### Extract to read
▼
The wait goes on for Loh Kean Yew, as he continues his search for that elusive first tournament victory since winning the 2021 world title. But Singapore’s top badminton player sees this as a motivational challenge, rather than extra stress.

On Sunday, the world No. 8 lost 11-21, 21-11, 21-19 to Denmark’s 16th-ranked Anders Antonsen after 68 minutes in the US$420,000 (S$559,000) Korea Open men’s singles final at the Jinnam Stadium in Yeosu.

Fourth seed Loh did not enjoy the best of starts, falling behind at 1-5 and 4-9, but astonishingly swept 17 out of the next 19 points to take the first game. However, he could not string consecutive points in the second game as Antonsen won by the same scoreline.

In the nail-biting and “roller-coaster” rubber game, he led 7-3, trailed 8-13, and caught up to 15-15, but just could not get his nose in front again as he fell to 1-2 in his head-to-head record against Antonsen.

With such fine margins, three crucial points in the decider appeared to determine the final result.

The first came early on, when Antonsen seemed to hold his hand up after Loh was already in motion to serve, and the Dane won following the re-serve. After the interval, Loh twice had a wide open court to aim at, but smashed into the net and then wide respectively.

Looking back, he said: “I feel sad because it felt like a wasted opportunity to win a title. For the serving incident, mind games do happen, but I kept my focus.

“As for the misses, I definitely could have done better with my decision-making at some points. Today was not my day, I will learn from this experience and I hope there will be a better outcome in the next final.

“Win or lose, every final is a milestone. I felt, for the most parts of this week, I managed to apply what I trained for in terms of patience and shot consistency in my matches, which was good. Right now, I see the drought as a motivation for me to break it, not as pressure.”

While Loh missed out on his first title in 19 months, Antonsen conquered four seeded opponents to end his own 30-month title drought after struggling with a chest complaint and other injuries in the past year as the former world No. 2 slipped to 30th.
▲
### Excerpted records
▼
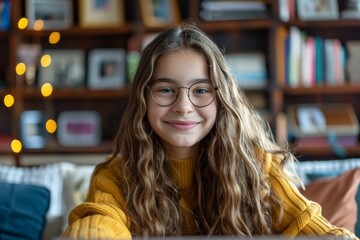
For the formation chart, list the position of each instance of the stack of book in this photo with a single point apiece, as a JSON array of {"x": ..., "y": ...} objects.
[
  {"x": 249, "y": 69},
  {"x": 219, "y": 10}
]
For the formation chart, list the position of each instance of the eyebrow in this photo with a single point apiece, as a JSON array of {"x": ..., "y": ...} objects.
[{"x": 169, "y": 80}]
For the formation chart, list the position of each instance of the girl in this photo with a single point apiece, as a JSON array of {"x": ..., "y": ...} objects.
[{"x": 192, "y": 157}]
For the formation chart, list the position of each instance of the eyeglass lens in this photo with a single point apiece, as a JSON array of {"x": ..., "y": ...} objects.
[{"x": 200, "y": 94}]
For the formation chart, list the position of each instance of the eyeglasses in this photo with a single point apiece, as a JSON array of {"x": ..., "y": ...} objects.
[{"x": 200, "y": 94}]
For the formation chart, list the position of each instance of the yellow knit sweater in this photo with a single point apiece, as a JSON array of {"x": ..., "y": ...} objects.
[{"x": 101, "y": 216}]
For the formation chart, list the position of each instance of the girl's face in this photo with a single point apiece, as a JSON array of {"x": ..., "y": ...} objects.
[{"x": 181, "y": 126}]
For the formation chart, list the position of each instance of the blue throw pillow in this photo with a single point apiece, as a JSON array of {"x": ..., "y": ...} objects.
[{"x": 23, "y": 210}]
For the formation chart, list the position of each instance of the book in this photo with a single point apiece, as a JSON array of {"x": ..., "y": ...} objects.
[
  {"x": 215, "y": 10},
  {"x": 249, "y": 69},
  {"x": 352, "y": 67},
  {"x": 280, "y": 50}
]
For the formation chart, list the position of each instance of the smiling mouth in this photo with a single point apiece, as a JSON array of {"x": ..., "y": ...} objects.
[{"x": 182, "y": 125}]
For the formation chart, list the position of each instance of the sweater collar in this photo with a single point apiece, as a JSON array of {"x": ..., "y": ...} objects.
[{"x": 182, "y": 172}]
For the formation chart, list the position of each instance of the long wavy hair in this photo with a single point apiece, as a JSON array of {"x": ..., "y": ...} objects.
[{"x": 233, "y": 193}]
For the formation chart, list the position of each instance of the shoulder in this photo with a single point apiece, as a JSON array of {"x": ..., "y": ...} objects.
[
  {"x": 270, "y": 161},
  {"x": 107, "y": 179}
]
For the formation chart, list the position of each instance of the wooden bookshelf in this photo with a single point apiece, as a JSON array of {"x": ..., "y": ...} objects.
[{"x": 231, "y": 36}]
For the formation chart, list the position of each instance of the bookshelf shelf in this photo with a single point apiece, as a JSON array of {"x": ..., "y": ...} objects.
[
  {"x": 233, "y": 36},
  {"x": 322, "y": 90}
]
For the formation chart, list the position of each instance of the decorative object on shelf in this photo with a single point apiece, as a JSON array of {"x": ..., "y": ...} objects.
[
  {"x": 32, "y": 129},
  {"x": 159, "y": 13},
  {"x": 5, "y": 9},
  {"x": 104, "y": 13},
  {"x": 55, "y": 14},
  {"x": 321, "y": 125},
  {"x": 220, "y": 10},
  {"x": 29, "y": 54},
  {"x": 352, "y": 10},
  {"x": 313, "y": 10},
  {"x": 249, "y": 69},
  {"x": 79, "y": 128},
  {"x": 106, "y": 68},
  {"x": 67, "y": 68},
  {"x": 353, "y": 70}
]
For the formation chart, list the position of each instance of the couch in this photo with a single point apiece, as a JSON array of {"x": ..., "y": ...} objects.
[{"x": 67, "y": 184}]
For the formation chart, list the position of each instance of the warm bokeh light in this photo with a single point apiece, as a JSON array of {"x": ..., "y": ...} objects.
[
  {"x": 23, "y": 22},
  {"x": 54, "y": 37},
  {"x": 16, "y": 146},
  {"x": 51, "y": 126},
  {"x": 9, "y": 100},
  {"x": 46, "y": 89},
  {"x": 45, "y": 60},
  {"x": 20, "y": 68},
  {"x": 38, "y": 25}
]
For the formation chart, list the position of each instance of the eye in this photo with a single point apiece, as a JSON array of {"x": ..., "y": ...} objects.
[
  {"x": 200, "y": 91},
  {"x": 165, "y": 90}
]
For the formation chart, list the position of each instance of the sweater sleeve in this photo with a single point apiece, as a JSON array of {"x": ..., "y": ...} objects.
[
  {"x": 300, "y": 216},
  {"x": 101, "y": 216}
]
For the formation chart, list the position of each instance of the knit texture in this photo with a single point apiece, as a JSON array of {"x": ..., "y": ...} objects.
[{"x": 101, "y": 216}]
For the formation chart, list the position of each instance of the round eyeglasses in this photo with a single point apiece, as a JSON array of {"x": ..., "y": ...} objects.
[{"x": 200, "y": 94}]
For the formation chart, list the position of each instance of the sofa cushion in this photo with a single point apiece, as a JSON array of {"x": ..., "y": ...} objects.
[
  {"x": 23, "y": 210},
  {"x": 338, "y": 197}
]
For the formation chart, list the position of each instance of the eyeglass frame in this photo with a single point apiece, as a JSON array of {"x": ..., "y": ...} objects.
[{"x": 149, "y": 86}]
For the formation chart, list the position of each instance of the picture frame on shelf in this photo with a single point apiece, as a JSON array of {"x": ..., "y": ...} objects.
[
  {"x": 32, "y": 129},
  {"x": 55, "y": 14},
  {"x": 29, "y": 54},
  {"x": 105, "y": 13},
  {"x": 159, "y": 13},
  {"x": 79, "y": 128},
  {"x": 106, "y": 68},
  {"x": 314, "y": 10},
  {"x": 67, "y": 68}
]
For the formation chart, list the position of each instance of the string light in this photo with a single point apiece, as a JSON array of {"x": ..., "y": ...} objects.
[
  {"x": 38, "y": 25},
  {"x": 9, "y": 100},
  {"x": 54, "y": 37},
  {"x": 16, "y": 146},
  {"x": 20, "y": 69},
  {"x": 23, "y": 23},
  {"x": 45, "y": 60},
  {"x": 51, "y": 126},
  {"x": 46, "y": 89}
]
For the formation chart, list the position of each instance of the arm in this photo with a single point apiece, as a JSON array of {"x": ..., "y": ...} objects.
[
  {"x": 301, "y": 216},
  {"x": 101, "y": 216}
]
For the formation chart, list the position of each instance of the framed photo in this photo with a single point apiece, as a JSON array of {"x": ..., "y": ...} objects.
[
  {"x": 106, "y": 68},
  {"x": 159, "y": 13},
  {"x": 308, "y": 10},
  {"x": 32, "y": 129},
  {"x": 101, "y": 13},
  {"x": 67, "y": 68},
  {"x": 79, "y": 128},
  {"x": 56, "y": 14}
]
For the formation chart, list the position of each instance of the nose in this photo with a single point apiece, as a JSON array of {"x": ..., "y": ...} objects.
[{"x": 183, "y": 104}]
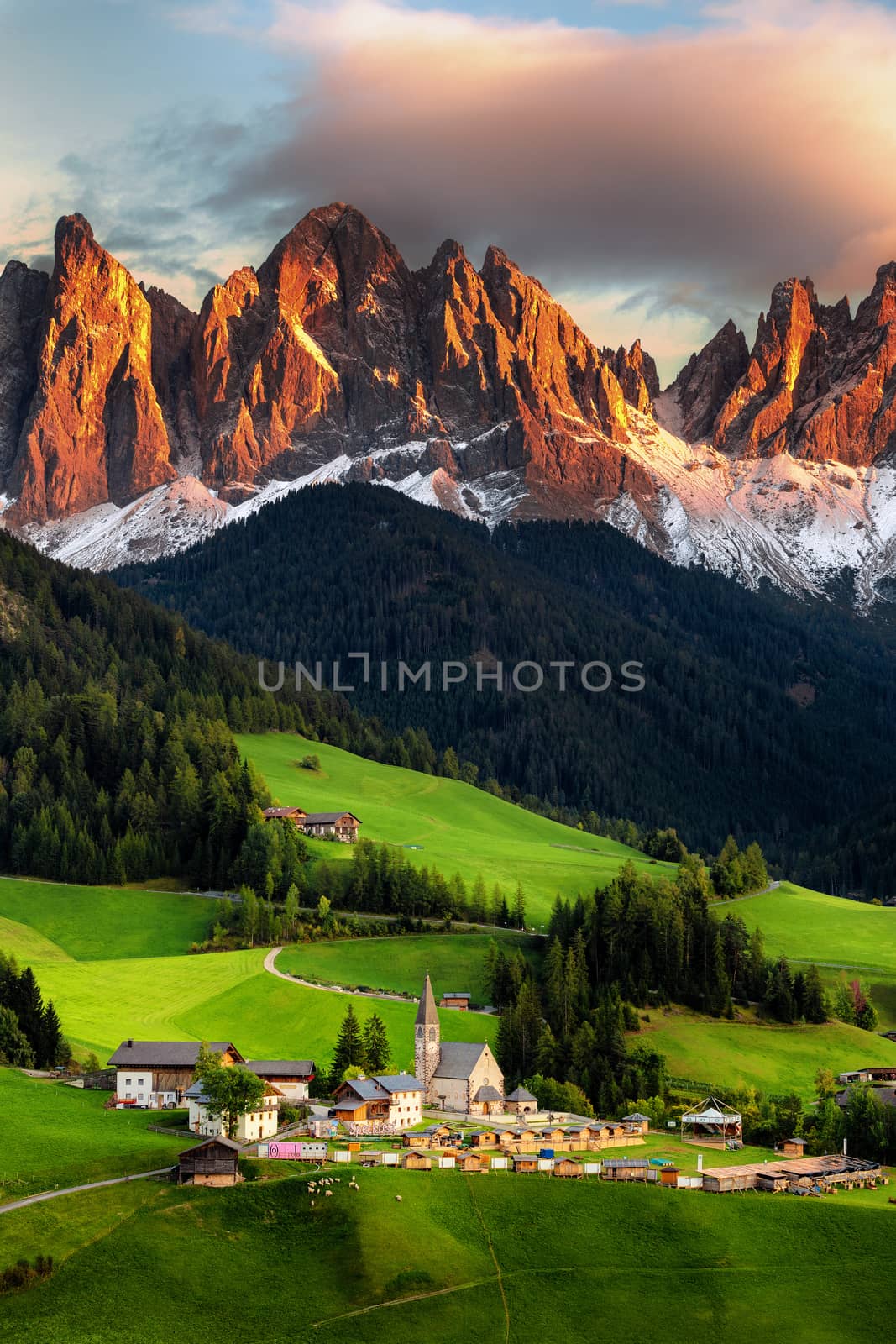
▲
### Exercise description
Copy out the portion of the Korea Open report starting with "Fourth seed Loh" and going on through "the final result.", keeping every word and punctuation mark unchanged.

### Solution for this problem
Fourth seed Loh did not enjoy the best of starts, falling behind at 1-5 and 4-9, but astonishingly swept 17 out of the next 19 points to take the first game. However, he could not string consecutive points in the second game as Antonsen won by the same scoreline.

In the nail-biting and “roller-coaster” rubber game, he led 7-3, trailed 8-13, and caught up to 15-15, but just could not get his nose in front again as he fell to 1-2 in his head-to-head record against Antonsen.

With such fine margins, three crucial points in the decider appeared to determine the final result.